PROVIDED RECORDS:
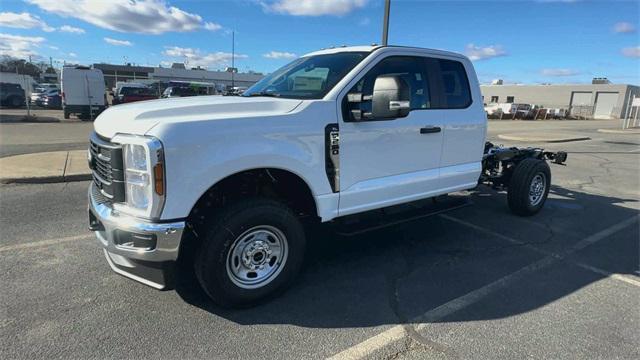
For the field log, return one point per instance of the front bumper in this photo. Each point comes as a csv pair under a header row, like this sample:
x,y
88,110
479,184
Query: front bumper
x,y
150,261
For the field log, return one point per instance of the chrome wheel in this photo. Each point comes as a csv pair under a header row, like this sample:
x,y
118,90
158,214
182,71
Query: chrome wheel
x,y
537,189
257,257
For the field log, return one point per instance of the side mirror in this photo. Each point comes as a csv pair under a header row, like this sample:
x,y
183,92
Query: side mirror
x,y
391,97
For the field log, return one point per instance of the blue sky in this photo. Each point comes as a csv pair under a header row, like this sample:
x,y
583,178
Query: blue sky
x,y
567,41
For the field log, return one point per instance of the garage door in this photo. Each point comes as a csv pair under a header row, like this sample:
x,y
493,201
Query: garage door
x,y
581,103
605,102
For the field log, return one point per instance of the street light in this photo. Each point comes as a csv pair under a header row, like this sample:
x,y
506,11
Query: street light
x,y
385,24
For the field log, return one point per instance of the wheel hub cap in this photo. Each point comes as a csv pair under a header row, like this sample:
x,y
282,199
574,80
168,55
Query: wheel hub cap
x,y
537,189
257,256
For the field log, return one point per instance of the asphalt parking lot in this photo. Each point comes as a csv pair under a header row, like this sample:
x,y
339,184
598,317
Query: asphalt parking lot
x,y
475,282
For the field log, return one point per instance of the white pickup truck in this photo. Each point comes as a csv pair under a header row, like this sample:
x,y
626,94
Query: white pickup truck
x,y
224,184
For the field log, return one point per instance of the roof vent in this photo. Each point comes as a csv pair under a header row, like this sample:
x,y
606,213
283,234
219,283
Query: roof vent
x,y
600,81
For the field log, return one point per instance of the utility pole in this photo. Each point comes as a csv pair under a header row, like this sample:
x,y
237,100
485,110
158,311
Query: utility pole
x,y
233,58
385,24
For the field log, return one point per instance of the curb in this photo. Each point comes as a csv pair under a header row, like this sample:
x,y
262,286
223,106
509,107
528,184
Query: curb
x,y
46,167
46,179
543,138
630,131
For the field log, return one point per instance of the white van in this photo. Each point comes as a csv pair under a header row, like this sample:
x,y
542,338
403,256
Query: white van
x,y
83,92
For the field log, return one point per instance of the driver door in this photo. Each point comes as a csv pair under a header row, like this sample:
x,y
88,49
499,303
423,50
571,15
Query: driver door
x,y
384,162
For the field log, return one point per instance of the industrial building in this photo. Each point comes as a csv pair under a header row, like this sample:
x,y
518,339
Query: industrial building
x,y
178,72
599,100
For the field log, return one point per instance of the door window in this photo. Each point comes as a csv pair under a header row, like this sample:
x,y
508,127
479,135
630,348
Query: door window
x,y
411,69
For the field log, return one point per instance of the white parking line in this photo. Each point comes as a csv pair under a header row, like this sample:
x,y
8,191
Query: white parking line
x,y
396,333
41,243
531,247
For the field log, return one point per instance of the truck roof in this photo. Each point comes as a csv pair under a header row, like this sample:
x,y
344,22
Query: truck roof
x,y
371,48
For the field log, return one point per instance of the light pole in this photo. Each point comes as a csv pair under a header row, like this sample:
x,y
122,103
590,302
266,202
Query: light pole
x,y
233,58
385,24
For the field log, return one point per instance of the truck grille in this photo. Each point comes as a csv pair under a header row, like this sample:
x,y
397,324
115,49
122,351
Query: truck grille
x,y
106,165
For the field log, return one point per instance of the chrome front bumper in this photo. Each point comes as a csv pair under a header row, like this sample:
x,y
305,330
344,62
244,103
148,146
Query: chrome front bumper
x,y
150,265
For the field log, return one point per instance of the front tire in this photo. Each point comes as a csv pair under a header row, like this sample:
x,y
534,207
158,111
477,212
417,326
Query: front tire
x,y
529,187
253,250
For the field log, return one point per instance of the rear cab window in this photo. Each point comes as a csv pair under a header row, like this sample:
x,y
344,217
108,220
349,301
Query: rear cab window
x,y
434,83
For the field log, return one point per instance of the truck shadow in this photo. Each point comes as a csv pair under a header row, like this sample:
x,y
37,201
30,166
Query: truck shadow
x,y
394,275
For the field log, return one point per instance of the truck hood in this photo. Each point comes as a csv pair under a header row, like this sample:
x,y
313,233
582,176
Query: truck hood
x,y
139,117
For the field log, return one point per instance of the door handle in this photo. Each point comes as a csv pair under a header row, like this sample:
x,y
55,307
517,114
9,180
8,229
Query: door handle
x,y
430,129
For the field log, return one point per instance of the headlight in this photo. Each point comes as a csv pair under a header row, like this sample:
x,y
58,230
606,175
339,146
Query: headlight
x,y
143,162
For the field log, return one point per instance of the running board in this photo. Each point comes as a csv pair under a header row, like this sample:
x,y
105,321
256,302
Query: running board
x,y
396,215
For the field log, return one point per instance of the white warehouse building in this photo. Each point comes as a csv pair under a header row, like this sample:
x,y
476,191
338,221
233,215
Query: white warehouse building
x,y
589,101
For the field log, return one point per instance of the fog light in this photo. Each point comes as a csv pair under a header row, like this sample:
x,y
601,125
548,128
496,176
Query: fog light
x,y
133,241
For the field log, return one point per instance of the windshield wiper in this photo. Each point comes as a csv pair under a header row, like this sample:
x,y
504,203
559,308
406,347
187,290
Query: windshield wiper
x,y
262,93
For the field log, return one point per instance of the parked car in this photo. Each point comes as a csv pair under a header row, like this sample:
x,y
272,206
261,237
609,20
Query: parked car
x,y
83,92
179,91
26,82
39,94
225,185
127,94
186,88
50,100
11,95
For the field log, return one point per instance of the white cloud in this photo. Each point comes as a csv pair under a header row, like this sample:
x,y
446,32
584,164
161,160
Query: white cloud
x,y
212,26
624,28
481,53
194,57
279,55
19,46
559,72
315,7
71,29
364,21
23,21
116,42
141,16
633,51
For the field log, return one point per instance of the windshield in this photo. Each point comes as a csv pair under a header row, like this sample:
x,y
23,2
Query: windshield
x,y
308,77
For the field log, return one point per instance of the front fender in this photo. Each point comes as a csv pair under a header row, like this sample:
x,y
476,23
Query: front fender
x,y
199,154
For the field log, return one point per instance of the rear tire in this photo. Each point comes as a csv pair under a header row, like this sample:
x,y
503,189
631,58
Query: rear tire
x,y
252,251
529,187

WORK INSTRUCTIONS:
Once the pictures are removed, copy the material above exactly.

TASK RESPONSE:
For the field log, return one point per instance of the front bumper in this photo. Each point comes as a csv pair under a header row, like this sample:
x,y
88,110
479,184
Query: front bumper
x,y
150,261
For the field log, return one point per instance of the chrome wheel in this photo. Each point comes as a csv pair under a header row, like this sample:
x,y
118,90
158,214
182,71
Query: chrome wheel
x,y
537,189
257,257
For the field log, return one point per instance of the side mirror in this photo. Each point comes as a csv pair under a header row, like this sample:
x,y
183,92
Query: side mirror
x,y
391,97
For the field log, return one point per instance of the blue sky in this photo. Each point comes as a csv pair under a header row, like this sample:
x,y
583,178
Query: blue sky
x,y
567,41
For the field log, return one point per instance of the garage door in this photo. Each point comes as a csv pair under a header row, like this sample:
x,y
493,201
Query: garage door
x,y
581,103
605,102
For the field log, return one point per instance of the street light in this photo. Each point comes as a csv pair under a header row, like this sample:
x,y
506,11
Query: street light
x,y
385,24
For the field log, return one point per instance of the wheel hub cap in this photo. Each point comes as a csv pair under a header row, like this sample:
x,y
282,199
574,80
168,55
Query: wheel hub cap
x,y
537,189
257,256
For the field log, return one point per instance of the asphalt parking lot in this photo. Each point comes as a csv pair under a header row, like this sample:
x,y
339,184
598,317
Query: asphalt parking lot
x,y
475,282
For the field log, return one point per instance of the white pickup truck in this photo. Each point comes as a csv pair under a header row, like this sample:
x,y
626,94
Query: white pickup truck
x,y
224,184
For the field log, return one point per instance of the roof vent in this photo. Each point comes as a csv pair under a header row, like this sample:
x,y
606,213
283,234
219,283
Query: roof vent
x,y
600,81
For the field log, return one point per instance of the utility pole in this photo. Each point comes as a csv pair under a header row, like this sample:
x,y
237,100
485,110
158,311
Query: utility pole
x,y
233,58
385,24
For the field log, return one point per instance of the curb in this photo. Each point comes as a csv pair under a header row, like this sample:
x,y
262,286
223,106
509,107
528,184
Query: curb
x,y
46,167
46,179
543,138
630,131
For the field log, return one point per instance of the white van in this photo. Each point comes as a csv pair under a header row, like this sample:
x,y
542,338
403,256
Query: white van
x,y
83,92
For the field log, return one point per instance of the driver door in this photo. Each point comes as a csv pair under a header row, like this sample:
x,y
88,49
499,303
423,50
571,15
Query: driver door
x,y
384,162
For the field log, return one point per instance of the industrial building in this photo. Each point comes as a csv pair under a header row, like this sample:
x,y
518,339
Query: industrial building
x,y
178,72
599,100
For the field log, return one point per instance of the door window in this photo. Each point comes as a csv pair under a header row, like this sample:
x,y
508,127
479,135
630,348
Query: door window
x,y
411,69
For the field log, return one point per instance of the white parking line in this photo. Each point comes as a csv pair under a header row, like this sample:
x,y
8,191
Query: white parking line
x,y
396,333
41,243
531,247
For the field log, return one point per instance of the truck roof in this photo. Each point comes as a csv pair under a header row, like this sample:
x,y
344,22
Query: truck roof
x,y
371,48
For the field log, return one point per instance of the light pole in this photo. Each point comes as a csv pair under a header row, like this sample:
x,y
122,103
590,302
266,202
Query: light pole
x,y
233,58
385,24
For the field log, return one point per instance of the truck grille in this photo. Each point comes as a csv pair under a header row, like this sample:
x,y
397,324
115,49
122,351
Query: truck grille
x,y
106,165
For the field log, return one point per instance of the chrome front bumper in this photo. Each point comes as a csv pair under a header row, like this sample:
x,y
305,330
344,62
244,103
148,146
Query: chrome front bumper
x,y
150,265
For the field log, return one point per instance of the front tire in this photo. Each point comes as a csv pair under a header row, like this sample:
x,y
534,207
158,111
477,212
417,326
Query: front tire
x,y
529,187
253,250
For the field log, return one point per instance of the rear cab window in this photo. Each point comes as a csv pair under a header row, like this sample:
x,y
344,217
108,220
349,301
Query: rear cab window
x,y
434,83
For the field log, return one point per instance of the truck shadow in this photo. Each point comes as a csv pair under a header row, like this sample:
x,y
37,201
30,166
Query: truck shadow
x,y
394,275
For the field log, return one point per instance of the truck hood in this photo. Each point comes as a csv pair under a header row, like this sample:
x,y
313,233
582,176
Query: truck hood
x,y
139,117
For the field log, return one point per instance of the door handle in this photo. Each point comes as a csv pair under a header row, like this sample:
x,y
55,307
517,114
9,180
8,229
Query: door handle
x,y
430,129
For the field log, return one point per instance of the headlight in this photo. Each point comes as a csv pair under a header row, like this sample:
x,y
58,230
606,175
339,146
Query: headlight
x,y
143,162
For the field log, return one point per instance of the running board in this photo. Each point comes as a csv pair under a header row, like this sample:
x,y
105,321
256,302
Query: running board
x,y
396,215
For the field log, return one point per instance of the white warehouse building in this photo. Each point comes as a csv pair under a header row, like this sample:
x,y
476,191
338,221
233,215
Query: white warehouse building
x,y
589,101
For the field log, return one point per instance of the fog light in this photo. Each point comes as a csv pair under a header row, like this sample:
x,y
601,125
548,128
496,176
Query: fog light
x,y
133,241
For the field log, return one point per instance of the windshield wiper in this photo. Each point comes as a csv pair under a header row, like this sample:
x,y
504,203
559,308
406,347
187,290
Query: windshield wiper
x,y
262,93
For the field log, return one point per instance of the parked car in this photo. Each point comes as a csv pair under a header row, like this sample:
x,y
272,206
261,237
609,20
Query: parked car
x,y
83,92
179,91
26,82
39,94
225,185
127,94
186,88
50,100
11,95
For the field log, return one point per instance of the white cloud in this photo. Each point comes as a csv pair under a header row, like this sample:
x,y
446,32
584,164
161,160
Query: white cloud
x,y
212,26
624,28
481,53
194,57
279,55
19,46
559,72
315,7
71,29
364,21
23,21
116,42
141,16
633,51
For the field log, return one point per instance of the windshield in this photo. Each point comes as a csv pair under a header row, like this sample:
x,y
23,2
Query: windshield
x,y
308,77
For the field log, return one point per instance of the front fender in this photo. Each point comes as a csv pair under a header row, like this sample:
x,y
476,23
Query: front fender
x,y
199,154
For the field log, return one point per instance of the rear tire in this photo. Each point comes as a csv pair under a header row, like this sample:
x,y
503,189
631,58
Query: rear tire
x,y
252,251
529,187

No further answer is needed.